═════ EXTRACTED INFORMATION

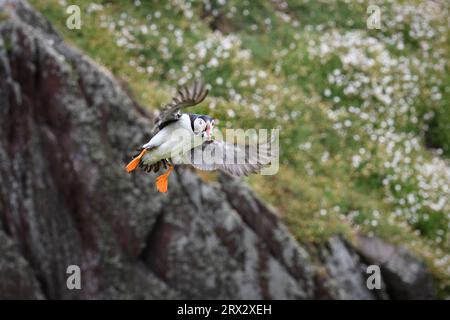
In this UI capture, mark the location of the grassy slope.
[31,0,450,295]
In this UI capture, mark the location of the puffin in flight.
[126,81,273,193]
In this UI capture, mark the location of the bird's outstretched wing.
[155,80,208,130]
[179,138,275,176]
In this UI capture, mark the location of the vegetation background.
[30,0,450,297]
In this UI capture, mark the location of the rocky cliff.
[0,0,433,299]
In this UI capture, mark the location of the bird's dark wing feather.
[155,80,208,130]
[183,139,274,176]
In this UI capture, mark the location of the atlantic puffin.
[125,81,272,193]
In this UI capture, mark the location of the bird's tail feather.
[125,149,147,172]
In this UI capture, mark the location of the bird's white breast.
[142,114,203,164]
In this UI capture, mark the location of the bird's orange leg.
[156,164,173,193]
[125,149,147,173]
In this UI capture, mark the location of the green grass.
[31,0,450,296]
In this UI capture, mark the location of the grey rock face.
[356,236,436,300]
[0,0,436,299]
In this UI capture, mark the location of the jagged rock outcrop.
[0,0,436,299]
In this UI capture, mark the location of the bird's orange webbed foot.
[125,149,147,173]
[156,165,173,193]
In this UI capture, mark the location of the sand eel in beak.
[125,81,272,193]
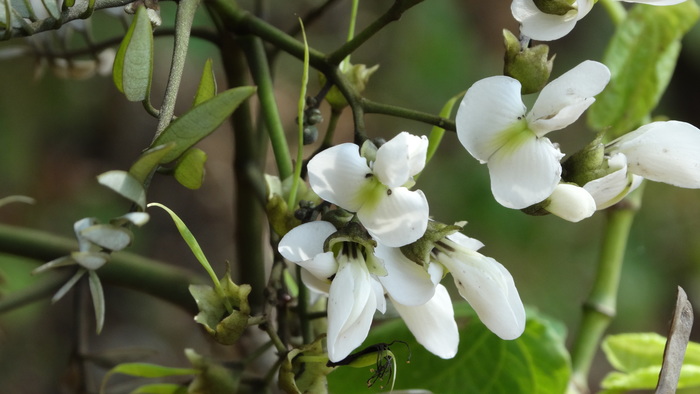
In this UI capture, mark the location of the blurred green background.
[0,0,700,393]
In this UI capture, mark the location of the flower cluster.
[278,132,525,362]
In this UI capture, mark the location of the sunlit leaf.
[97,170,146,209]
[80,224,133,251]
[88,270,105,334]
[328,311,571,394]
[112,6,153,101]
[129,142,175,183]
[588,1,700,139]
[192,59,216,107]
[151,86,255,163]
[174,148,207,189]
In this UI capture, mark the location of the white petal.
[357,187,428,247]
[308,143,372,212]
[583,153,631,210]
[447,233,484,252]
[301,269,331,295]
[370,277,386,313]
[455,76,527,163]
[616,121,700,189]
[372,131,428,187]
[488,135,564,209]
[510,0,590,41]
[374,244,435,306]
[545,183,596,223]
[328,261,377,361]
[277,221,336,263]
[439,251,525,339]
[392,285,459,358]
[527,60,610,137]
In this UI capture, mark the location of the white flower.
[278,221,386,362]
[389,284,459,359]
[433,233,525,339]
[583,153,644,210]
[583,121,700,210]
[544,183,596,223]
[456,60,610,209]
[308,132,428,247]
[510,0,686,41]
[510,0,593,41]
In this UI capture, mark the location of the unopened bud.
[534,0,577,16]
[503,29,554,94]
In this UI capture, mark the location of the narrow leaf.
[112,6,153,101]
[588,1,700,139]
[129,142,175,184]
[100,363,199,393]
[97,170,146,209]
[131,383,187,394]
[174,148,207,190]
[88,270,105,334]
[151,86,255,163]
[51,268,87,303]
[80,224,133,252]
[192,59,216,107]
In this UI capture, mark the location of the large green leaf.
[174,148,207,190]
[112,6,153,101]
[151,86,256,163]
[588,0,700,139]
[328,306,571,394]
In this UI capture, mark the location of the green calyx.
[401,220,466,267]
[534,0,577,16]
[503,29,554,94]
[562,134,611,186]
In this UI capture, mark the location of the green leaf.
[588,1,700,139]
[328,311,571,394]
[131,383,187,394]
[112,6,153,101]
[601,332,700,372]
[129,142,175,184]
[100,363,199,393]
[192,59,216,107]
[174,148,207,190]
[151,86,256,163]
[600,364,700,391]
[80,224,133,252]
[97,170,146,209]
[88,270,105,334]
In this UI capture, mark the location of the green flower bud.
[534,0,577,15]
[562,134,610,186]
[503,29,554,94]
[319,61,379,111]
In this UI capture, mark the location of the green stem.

══════════

● **WHAT YOU HAVE TO DO**: Can you render the listing above as a Markdown table with the columns "Number" and "Record line," one row per line, omitting blank lines and the pictures?

● **THE RESULT**:
| Number | Record line |
|---|---|
| 1 | In this UI capture, mark the location of the grassy slope. |
| 2 | [31,0,450,295] |
| 3 | In this UI capture, mark the location of the puffin in flight. |
| 4 | [126,81,273,193] |
| 5 | In this UI capture, mark the location of the bird's outstretched wing. |
| 6 | [155,80,208,130] |
| 7 | [179,138,275,176] |
| 8 | In this UI capture, mark the location of the vegetation background. |
| 9 | [30,0,450,297] |
| 10 | In this UI capture, mark the location of the rocky cliff. |
| 11 | [0,0,433,299] |
| 12 | In this UI capture, mark the location of the bird's dark wing feather. |
| 13 | [155,80,208,130] |
| 14 | [183,139,274,176] |
| 15 | In this UI capture, mark the location of the atlantic puffin. |
| 16 | [125,81,272,193] |
| 17 | In this UI capture, mark the location of the bird's tail feather. |
| 18 | [125,149,147,172] |
| 19 | In this UI capture, mark the location of the bird's white breast. |
| 20 | [142,114,203,164] |
| 21 | In this UI capture, mark the location of the bird's orange leg. |
| 22 | [156,164,173,193] |
| 23 | [125,149,147,173] |
| 24 | In this UI capture, mark the location of the green grass. |
| 25 | [31,0,450,296] |
| 26 | In this UI capture, mark the location of the grey rock face. |
| 27 | [356,236,436,300] |
| 28 | [0,0,436,299] |
| 29 | In this UI capture, mark the location of the jagged rock outcrop. |
| 30 | [0,0,436,299] |
| 31 | In this UI capture, mark the location of the bird's orange webbed foot. |
| 32 | [125,149,147,173] |
| 33 | [156,165,173,193] |
| 34 | In this UI capture, mark the location of the sand eel in beak. |
| 35 | [125,81,272,193] |
| 36 | In this UI capture, mark the location of the blurred green background. |
| 37 | [0,0,700,393] |
| 38 | In this UI capture, mark the location of the flower cluster. |
| 39 | [278,132,525,362] |
| 40 | In this UI capture, mark the location of the sunlit leaf. |
| 41 | [97,170,146,209] |
| 42 | [80,224,133,251] |
| 43 | [88,270,105,334] |
| 44 | [328,311,571,394] |
| 45 | [112,6,153,101] |
| 46 | [129,142,175,183] |
| 47 | [588,1,700,139] |
| 48 | [192,59,216,107] |
| 49 | [151,86,255,163] |
| 50 | [174,148,207,189] |
| 51 | In this UI capture, mark the location of the white petal. |
| 52 | [357,187,428,247] |
| 53 | [308,143,372,212] |
| 54 | [583,153,631,210] |
| 55 | [447,233,484,252] |
| 56 | [301,269,331,295] |
| 57 | [370,277,386,313] |
| 58 | [455,76,527,163] |
| 59 | [616,121,700,189] |
| 60 | [372,131,428,187] |
| 61 | [488,135,564,209] |
| 62 | [510,0,590,41] |
| 63 | [374,244,435,306] |
| 64 | [545,183,596,223] |
| 65 | [328,261,377,361] |
| 66 | [277,221,336,263] |
| 67 | [439,251,525,339] |
| 68 | [392,285,459,358] |
| 69 | [527,60,610,137] |
| 70 | In this UI capture, mark the location of the white flower. |
| 71 | [278,221,386,362] |
| 72 | [389,284,459,359] |
| 73 | [433,233,525,339] |
| 74 | [583,153,644,210] |
| 75 | [583,121,700,210] |
| 76 | [544,183,596,223] |
| 77 | [456,60,610,209] |
| 78 | [308,132,428,247] |
| 79 | [510,0,686,41] |
| 80 | [510,0,593,41] |
| 81 | In this UI capture, mark the location of the unopened bud. |
| 82 | [534,0,577,16] |
| 83 | [503,29,554,94] |
| 84 | In this UI capture, mark the location of the narrow leaf. |
| 85 | [112,6,153,101] |
| 86 | [588,1,700,139] |
| 87 | [129,142,175,184] |
| 88 | [100,363,199,393] |
| 89 | [97,170,146,209] |
| 90 | [131,383,187,394] |
| 91 | [174,148,207,190] |
| 92 | [88,270,105,334] |
| 93 | [151,86,255,163] |
| 94 | [51,268,87,303] |
| 95 | [80,224,133,252] |
| 96 | [192,59,216,107] |
| 97 | In this UI capture, mark the location of the large green leaf. |
| 98 | [174,148,207,190] |
| 99 | [112,6,153,101] |
| 100 | [151,86,256,163] |
| 101 | [588,0,700,139] |
| 102 | [328,306,571,394] |
| 103 | In this UI capture, mark the location of the green calyx. |
| 104 | [401,220,466,267] |
| 105 | [534,0,577,16] |
| 106 | [503,29,554,94] |
| 107 | [562,134,611,186] |
| 108 | In this UI capture, mark the location of the green leaf. |
| 109 | [588,1,700,139] |
| 110 | [328,311,571,394] |
| 111 | [131,383,187,394] |
| 112 | [112,6,153,101] |
| 113 | [601,332,700,372] |
| 114 | [129,142,175,184] |
| 115 | [100,363,199,393] |
| 116 | [192,59,216,107] |
| 117 | [174,148,207,190] |
| 118 | [151,86,256,163] |
| 119 | [600,364,700,391] |
| 120 | [80,224,133,252] |
| 121 | [97,170,146,209] |
| 122 | [88,270,105,334] |
| 123 | In this UI capture, mark the location of the green flower bud. |
| 124 | [534,0,577,15] |
| 125 | [562,134,610,186] |
| 126 | [503,29,554,94] |
| 127 | [319,61,379,111] |
| 128 | In this UI capture, mark the location of the green stem. |